» Given text
Windsor Farm is a beautiful 180 acre horse breeding, training, teaching and sales facility nestled at the foot of the Blue Ridge Mountains. The farm is owned by Margaret and Francis O'Neill and their daughter, Alexa Lowe. Alexa is a successful national and international rider on the Grand Prix circuit. In 2008, she rode on the United States Equestrian Team, and last year she was second in the $100,000 Upperville Grand Prix on Windsor Farm's horse, "Credit Cruise," a ten year old Irish Sport Horse. This winter, she competed in the selection trials for the World Equestrian Games to be held this fall in Kentucky. At Windsor, warm blood mares are bred to proven European show jumping stallions as well as Windsor's own stallions. Windsor has over 40 horses including show jumpers, brood mares and young horses waiting for their turn in the jumper ring. Windsor has an original bank barn (circa 1789) which was raised using whole trees whose trunks still hold up the roof. The last time Windsor was on the tour was in 2004.
We thoroughly enjoyed our time visiting Windsor. The people were warm and welcoming. A show jumping exhibition was held at Windsor. The jumper course was designed by Mrs. Kathy Browne. The demonstration included top local professionals, amateurs, and junior riders. People were on site to help explain show jumping and answer horse-related questions.

» Data supplied
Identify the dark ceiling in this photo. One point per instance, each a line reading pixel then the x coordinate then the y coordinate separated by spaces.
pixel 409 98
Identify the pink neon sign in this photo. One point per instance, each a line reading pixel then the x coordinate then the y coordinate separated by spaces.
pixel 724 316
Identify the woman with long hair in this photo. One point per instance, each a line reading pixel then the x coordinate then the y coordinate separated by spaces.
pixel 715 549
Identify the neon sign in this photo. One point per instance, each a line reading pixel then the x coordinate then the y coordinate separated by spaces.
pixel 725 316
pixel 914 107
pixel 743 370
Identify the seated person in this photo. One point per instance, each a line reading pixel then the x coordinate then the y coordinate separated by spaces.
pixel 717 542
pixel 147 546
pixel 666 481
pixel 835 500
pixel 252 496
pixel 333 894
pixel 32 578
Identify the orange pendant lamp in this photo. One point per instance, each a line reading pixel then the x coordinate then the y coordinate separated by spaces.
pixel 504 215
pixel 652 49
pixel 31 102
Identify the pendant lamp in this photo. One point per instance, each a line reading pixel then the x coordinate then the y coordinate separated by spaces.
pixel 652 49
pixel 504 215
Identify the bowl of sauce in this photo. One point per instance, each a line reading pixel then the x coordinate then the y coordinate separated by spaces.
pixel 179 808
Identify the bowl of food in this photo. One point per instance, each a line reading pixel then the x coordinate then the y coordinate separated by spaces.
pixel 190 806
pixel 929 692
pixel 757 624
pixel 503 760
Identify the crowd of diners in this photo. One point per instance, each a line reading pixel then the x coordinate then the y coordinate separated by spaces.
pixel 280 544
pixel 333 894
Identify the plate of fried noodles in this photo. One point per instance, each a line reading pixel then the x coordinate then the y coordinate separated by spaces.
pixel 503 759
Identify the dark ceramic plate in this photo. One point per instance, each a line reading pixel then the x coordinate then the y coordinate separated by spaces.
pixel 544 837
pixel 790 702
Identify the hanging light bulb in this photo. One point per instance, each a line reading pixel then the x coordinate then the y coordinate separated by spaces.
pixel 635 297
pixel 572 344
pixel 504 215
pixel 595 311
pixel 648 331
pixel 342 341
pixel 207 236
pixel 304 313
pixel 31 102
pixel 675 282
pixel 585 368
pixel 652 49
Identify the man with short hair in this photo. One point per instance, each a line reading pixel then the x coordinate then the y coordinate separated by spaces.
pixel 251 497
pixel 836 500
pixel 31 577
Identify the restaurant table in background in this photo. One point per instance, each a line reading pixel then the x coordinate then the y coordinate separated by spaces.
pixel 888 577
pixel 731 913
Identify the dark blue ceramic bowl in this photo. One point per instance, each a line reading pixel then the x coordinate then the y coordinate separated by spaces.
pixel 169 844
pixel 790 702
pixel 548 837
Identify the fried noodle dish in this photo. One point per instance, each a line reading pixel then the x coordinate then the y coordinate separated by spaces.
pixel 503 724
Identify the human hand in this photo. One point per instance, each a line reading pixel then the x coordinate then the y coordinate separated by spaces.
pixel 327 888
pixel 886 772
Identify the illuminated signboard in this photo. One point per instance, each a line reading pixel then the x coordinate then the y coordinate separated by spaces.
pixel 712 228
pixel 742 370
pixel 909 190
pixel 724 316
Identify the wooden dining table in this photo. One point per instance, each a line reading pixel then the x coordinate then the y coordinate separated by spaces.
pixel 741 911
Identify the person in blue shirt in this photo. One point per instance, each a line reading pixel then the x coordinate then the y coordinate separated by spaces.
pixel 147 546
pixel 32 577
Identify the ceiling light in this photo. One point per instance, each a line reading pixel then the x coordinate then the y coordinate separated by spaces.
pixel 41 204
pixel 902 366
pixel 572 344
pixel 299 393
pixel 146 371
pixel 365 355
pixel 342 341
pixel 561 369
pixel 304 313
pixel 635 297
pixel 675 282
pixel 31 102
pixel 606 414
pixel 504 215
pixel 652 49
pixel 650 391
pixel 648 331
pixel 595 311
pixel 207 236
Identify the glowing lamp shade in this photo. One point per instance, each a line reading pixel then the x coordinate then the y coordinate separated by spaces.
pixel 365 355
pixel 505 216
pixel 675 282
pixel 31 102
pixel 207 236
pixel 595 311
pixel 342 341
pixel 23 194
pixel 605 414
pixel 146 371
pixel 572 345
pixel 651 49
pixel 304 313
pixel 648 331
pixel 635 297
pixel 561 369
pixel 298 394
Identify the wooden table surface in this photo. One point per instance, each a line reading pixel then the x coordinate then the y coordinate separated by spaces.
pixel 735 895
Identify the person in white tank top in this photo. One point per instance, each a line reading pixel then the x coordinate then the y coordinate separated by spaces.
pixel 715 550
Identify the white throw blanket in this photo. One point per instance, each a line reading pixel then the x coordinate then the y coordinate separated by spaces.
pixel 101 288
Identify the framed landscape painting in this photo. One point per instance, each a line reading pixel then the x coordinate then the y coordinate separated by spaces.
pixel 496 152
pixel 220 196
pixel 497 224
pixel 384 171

» Your instructions
In the Windsor Farm text, what horse did Alexa Lowe ride to second place in the $100,000 Upperville Grand Prix?

» Exercise result
"Credit Cruise," a ten-year-old Irish Sport Horse owned by Windsor Farm.